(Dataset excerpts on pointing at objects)
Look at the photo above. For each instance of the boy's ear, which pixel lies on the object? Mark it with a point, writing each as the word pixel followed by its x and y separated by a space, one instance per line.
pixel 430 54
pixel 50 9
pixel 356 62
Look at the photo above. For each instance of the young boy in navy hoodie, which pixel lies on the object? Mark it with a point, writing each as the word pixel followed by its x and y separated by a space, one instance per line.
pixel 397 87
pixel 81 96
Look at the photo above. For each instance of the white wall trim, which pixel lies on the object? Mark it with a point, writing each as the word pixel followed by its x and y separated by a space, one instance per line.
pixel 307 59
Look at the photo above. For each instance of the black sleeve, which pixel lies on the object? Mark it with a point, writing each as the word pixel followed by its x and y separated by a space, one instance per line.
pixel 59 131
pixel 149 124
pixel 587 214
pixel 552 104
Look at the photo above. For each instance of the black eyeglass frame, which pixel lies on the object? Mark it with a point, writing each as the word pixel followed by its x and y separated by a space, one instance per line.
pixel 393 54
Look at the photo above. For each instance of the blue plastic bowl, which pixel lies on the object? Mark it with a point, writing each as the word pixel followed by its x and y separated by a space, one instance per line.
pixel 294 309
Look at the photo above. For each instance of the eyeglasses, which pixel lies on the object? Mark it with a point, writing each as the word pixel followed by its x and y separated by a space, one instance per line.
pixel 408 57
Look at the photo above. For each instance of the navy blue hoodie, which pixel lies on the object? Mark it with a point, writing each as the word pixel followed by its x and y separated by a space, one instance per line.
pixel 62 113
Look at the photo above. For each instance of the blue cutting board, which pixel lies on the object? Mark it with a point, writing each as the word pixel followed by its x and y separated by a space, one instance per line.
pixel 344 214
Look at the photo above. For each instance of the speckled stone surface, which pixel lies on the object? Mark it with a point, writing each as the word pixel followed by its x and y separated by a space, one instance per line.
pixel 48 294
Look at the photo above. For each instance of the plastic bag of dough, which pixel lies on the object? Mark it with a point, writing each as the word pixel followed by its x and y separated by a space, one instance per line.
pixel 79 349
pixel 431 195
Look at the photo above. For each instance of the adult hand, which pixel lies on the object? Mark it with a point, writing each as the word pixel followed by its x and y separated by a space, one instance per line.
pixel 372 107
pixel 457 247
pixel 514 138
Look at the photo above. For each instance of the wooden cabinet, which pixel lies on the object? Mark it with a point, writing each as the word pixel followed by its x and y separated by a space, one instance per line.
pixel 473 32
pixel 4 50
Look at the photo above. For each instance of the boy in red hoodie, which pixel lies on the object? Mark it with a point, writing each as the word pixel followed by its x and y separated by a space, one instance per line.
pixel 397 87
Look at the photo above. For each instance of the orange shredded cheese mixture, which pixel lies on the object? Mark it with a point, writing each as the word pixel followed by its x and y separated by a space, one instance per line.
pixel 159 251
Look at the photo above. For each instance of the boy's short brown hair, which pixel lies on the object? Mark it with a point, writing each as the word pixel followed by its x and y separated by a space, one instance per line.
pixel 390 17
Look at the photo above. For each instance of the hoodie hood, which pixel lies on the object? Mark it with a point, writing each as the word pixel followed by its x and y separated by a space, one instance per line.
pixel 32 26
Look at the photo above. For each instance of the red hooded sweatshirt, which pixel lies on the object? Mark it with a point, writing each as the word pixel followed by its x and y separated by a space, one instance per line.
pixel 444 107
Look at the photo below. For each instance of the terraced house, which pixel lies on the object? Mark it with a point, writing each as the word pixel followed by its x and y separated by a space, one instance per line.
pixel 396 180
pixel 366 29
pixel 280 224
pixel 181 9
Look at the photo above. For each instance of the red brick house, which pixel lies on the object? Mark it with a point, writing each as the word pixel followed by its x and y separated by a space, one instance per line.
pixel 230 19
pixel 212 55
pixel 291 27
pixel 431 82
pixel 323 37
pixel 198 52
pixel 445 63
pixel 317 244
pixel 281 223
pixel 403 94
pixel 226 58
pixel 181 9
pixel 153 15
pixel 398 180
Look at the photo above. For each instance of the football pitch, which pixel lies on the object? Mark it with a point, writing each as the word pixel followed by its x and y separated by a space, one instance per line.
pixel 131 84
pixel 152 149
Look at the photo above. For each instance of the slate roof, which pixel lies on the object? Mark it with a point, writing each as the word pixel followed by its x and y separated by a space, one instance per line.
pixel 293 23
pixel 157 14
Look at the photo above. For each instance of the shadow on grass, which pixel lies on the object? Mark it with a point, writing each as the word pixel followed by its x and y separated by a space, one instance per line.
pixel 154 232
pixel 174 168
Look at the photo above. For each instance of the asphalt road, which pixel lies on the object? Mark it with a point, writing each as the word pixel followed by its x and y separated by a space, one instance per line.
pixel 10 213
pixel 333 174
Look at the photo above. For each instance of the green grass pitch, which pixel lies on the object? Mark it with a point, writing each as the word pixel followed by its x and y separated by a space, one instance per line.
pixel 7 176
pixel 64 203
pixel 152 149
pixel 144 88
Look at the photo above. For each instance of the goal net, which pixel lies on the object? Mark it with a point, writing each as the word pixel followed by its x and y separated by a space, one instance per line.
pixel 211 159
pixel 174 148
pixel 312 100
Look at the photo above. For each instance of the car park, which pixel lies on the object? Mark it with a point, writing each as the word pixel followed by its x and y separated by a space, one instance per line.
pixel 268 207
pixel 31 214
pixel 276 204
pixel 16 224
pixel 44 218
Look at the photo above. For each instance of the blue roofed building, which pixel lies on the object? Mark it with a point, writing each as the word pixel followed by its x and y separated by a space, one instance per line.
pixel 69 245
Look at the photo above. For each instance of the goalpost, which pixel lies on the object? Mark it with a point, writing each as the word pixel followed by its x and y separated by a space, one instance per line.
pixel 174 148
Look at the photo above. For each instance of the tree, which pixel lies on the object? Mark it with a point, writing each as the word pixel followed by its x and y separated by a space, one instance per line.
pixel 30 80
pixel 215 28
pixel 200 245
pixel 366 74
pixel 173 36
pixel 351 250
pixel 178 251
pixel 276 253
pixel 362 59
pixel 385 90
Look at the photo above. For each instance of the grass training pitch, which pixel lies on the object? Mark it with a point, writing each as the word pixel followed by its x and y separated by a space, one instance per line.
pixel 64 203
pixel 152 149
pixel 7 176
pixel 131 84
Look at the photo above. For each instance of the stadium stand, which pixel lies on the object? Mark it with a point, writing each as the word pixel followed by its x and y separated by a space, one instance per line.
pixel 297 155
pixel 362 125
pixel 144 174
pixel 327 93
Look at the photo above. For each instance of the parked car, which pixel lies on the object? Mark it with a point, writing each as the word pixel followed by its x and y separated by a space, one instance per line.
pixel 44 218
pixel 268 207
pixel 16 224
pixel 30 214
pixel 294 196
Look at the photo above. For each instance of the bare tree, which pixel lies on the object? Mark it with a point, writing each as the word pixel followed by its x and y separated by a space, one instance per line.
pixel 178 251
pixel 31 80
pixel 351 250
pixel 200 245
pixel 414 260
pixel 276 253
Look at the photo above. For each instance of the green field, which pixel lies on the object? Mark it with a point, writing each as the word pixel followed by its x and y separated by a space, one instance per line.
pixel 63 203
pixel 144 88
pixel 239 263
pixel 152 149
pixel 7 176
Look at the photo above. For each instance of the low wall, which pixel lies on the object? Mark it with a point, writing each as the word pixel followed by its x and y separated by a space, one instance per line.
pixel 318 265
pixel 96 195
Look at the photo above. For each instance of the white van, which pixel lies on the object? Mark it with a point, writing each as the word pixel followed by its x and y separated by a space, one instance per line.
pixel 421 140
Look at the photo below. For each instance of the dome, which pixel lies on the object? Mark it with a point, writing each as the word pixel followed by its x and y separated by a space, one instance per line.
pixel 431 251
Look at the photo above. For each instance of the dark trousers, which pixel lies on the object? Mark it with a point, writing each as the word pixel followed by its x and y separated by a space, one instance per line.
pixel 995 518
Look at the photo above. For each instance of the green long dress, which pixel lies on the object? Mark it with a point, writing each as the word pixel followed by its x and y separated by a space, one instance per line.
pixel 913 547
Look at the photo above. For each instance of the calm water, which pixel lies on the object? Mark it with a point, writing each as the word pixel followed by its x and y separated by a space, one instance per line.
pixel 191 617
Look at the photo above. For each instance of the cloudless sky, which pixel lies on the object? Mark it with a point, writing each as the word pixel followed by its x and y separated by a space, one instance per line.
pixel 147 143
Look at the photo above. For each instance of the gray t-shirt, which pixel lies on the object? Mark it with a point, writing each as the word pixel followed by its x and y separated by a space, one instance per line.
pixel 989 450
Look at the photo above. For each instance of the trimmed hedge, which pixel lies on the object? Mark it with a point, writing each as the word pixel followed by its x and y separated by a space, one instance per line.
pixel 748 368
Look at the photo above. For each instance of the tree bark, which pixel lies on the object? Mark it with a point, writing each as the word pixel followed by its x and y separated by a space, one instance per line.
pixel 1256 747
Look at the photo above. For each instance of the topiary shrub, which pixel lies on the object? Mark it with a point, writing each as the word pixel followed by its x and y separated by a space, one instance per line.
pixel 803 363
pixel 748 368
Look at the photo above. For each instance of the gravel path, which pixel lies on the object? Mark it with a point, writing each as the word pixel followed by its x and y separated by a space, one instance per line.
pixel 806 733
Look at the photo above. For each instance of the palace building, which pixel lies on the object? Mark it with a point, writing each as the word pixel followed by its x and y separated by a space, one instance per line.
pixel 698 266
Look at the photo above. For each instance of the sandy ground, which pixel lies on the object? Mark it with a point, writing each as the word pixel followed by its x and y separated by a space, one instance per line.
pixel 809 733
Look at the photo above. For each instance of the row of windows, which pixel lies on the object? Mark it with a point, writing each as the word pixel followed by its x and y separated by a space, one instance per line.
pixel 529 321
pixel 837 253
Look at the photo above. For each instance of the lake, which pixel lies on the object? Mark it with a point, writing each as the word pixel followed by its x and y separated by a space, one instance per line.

• Aim:
Reproduce word for word the part of the records that opens with the line containing "Look at the photo above. For each instance of the row" and closes at the end of the records, with both ends included.

• Task solution:
Look at the photo above. For each instance of the row of windows, which pixel lies on the object? Mark it with a point, writing each as the word pixel followed by its x and y separated by a space, one instance per line.
pixel 529 321
pixel 837 253
Look at the photo above. For each instance of the lake, which pixel lies on the object? Mark it with a point, writing each as the word pixel followed by its x and y separated by a space, one instance per line.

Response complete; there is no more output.